* begin EXCERPT *

3. It is best and safest to abstain from all things which are of evil Report. The Apostolical Rule is, Whatsoever things are of Good Report; Practices that will cause a man to have a Good name among sober People, If there be any Virtue, if there be any Praise, think on these things. Phil. 4:8. which sheweth that things infamous or of ill report, should be carefully avoided. But so are the impleaded Games. The Satirist calls the Dice by the name of Alea turpis. And the Orator brands Cataline and Antony with this infamy, that they were men that used to play at Dice. And the generality of good men abstain from them as evil & infamous things. Are not such Games branded as infamous, when in every Indenture for a Prentice, these words are usual, At cards, dice, or any other unlawful and prohibited Games he shall not play.

* end EXCERPT *
* begin INFORMATION SHOWN *

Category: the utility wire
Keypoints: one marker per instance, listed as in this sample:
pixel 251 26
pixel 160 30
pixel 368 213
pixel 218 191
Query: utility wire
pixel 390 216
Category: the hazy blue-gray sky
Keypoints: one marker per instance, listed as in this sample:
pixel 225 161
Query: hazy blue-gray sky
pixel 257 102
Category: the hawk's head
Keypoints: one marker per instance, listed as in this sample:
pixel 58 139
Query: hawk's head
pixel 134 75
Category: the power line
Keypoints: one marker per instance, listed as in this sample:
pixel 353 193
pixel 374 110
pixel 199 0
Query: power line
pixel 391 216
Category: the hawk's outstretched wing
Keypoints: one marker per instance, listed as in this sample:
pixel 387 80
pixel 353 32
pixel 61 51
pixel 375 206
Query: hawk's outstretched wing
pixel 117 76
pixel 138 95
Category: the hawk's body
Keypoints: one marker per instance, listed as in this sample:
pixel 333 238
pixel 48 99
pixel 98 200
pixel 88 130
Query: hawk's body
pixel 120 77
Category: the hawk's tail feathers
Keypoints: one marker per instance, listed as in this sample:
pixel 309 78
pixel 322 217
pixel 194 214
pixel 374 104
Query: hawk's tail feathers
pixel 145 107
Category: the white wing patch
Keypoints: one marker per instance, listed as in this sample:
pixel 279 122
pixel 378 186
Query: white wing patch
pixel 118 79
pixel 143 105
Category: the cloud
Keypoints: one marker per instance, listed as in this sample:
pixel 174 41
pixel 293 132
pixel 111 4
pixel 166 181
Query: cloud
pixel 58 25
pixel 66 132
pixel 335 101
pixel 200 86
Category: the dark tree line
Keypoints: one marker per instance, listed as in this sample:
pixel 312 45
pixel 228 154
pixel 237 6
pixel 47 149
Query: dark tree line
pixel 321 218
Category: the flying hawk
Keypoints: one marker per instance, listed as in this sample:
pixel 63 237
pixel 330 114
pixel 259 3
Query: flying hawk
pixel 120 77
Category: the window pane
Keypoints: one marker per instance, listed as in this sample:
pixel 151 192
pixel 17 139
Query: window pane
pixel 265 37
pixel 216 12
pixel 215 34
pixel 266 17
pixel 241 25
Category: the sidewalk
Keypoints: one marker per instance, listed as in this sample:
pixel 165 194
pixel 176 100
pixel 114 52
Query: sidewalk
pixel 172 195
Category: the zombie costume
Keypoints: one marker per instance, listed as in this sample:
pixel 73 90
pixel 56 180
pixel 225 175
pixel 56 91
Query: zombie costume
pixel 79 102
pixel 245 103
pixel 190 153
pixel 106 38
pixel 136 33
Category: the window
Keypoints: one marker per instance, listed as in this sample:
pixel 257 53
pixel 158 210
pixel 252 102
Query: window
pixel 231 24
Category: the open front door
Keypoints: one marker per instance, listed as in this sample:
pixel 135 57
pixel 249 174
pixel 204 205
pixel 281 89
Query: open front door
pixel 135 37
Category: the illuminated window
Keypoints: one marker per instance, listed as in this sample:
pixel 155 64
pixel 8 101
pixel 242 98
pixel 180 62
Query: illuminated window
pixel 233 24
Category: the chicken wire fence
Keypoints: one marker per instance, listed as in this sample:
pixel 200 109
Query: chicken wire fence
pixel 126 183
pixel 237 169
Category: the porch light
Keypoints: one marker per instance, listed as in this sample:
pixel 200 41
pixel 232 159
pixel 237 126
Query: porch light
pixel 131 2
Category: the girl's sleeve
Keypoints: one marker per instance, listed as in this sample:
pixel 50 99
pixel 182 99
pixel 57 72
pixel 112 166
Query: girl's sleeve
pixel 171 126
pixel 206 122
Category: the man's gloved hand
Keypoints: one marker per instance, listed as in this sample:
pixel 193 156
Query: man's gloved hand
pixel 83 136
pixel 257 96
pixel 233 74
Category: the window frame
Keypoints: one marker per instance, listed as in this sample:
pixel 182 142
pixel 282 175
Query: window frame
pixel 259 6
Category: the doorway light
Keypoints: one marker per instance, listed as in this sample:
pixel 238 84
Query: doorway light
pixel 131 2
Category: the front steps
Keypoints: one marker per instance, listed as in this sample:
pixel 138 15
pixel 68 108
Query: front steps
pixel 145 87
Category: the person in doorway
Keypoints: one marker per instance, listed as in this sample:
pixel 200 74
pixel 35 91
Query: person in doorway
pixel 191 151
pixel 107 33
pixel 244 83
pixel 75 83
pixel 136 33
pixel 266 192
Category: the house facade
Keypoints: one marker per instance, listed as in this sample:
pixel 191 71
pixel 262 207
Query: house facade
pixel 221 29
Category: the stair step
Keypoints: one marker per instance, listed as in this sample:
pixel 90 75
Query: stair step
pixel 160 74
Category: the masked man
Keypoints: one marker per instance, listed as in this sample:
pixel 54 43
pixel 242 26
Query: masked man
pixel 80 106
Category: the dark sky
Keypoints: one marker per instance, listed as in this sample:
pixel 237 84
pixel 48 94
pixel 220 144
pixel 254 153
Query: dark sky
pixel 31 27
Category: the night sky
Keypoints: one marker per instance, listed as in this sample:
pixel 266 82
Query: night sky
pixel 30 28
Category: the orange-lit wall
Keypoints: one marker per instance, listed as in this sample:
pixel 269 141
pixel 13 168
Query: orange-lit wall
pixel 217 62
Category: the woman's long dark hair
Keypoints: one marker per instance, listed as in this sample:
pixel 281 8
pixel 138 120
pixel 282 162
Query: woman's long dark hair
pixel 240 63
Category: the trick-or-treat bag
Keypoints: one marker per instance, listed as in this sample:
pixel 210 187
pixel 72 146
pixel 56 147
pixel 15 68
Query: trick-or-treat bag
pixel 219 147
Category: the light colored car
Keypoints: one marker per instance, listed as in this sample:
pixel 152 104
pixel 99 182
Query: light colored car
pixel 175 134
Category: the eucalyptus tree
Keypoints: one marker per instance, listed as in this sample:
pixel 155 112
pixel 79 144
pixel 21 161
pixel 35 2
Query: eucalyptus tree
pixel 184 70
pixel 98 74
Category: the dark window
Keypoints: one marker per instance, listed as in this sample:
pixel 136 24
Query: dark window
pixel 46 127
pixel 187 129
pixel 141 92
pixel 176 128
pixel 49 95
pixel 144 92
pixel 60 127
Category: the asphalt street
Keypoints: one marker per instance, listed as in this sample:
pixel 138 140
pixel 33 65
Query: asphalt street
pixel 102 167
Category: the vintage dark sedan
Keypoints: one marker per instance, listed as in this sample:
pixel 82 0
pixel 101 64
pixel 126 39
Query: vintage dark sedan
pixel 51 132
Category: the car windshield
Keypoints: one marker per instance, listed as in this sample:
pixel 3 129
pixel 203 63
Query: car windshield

* end INFORMATION SHOWN *

▶ _PROMPT 1_:
For each statement, (a) to (c), say whether it agrees with the excerpt on games of dice. Answer yes or no, and quote the words of the excerpt that decide it.

(a) The excerpt cites Philippians 4:8 in support of its rule.
(b) The Orator charges Cataline and Antony with being men who played at cards.
(c) Indentures for apprentices commonly forbid playing at cards and dice.
▶ _PROMPT 2_:
Answer these questions from the excerpt on games of dice:
(a) What name does the Satirist give the Dice?
(b) Whom does the Orator brand with infamy?
(c) In what kind of document do the words forbidding cards and dice usually appear?
▶ _PROMPT 3_:
Proceed with the excerpt on games of dice, starting after its last sentence.

▶ _EXERCISE RESULT 1_:
(a) Yes: "Phil. 4:8."
(b) No: "they were men that used to play at Dice."
(c) Yes: "At cards, dice, or any other unlawful and prohibited Games he shall not play."

▶ _EXERCISE RESULT 2_:
(a) Alea turpis
(b) Cataline and Antony
(c) Every Indenture for a Prentice

▶ _EXERCISE RESULT 3_:
4. It has been observed by many that there is a secret Curse attending these Games. Hence it is that when persons have once a little used themselves hereunto, they can know no bounds therein. They are so [V. Gage survey of West Indies. p. 282, 283. ed. 3.] bewitched with a Gaming Humor, as that they will lose their Friends, Esteem, Estate and every thing else that’s desirable, rather then play no more at Cards. Infinite Evils and Miseries have sprung up from this bitter Root. So that the Tree has been justly suspected as not Good, upon which such bad Fruit has grown. [Bern] Non facile adducar licitum consentire, quod tot parturit illicita, It is then best and safest not to meddle therewith.

5. These Games are offensive. And that both to Good and Bad, The Scripture saith, Give none offence neither to the Jews, nor to the Gentiles, nor to the Church of God. 1 Cor. 10:32. But these impleaded Games give offence to all. Good men are grieved at such Practices as in their Consciences are unlawful. And many Carnal ones are hardened in their Profuseness and Profaneness when they hear of any that seem to be Religious in other things, to do in these matters as they do, though perhaps not altogether in the like Degree.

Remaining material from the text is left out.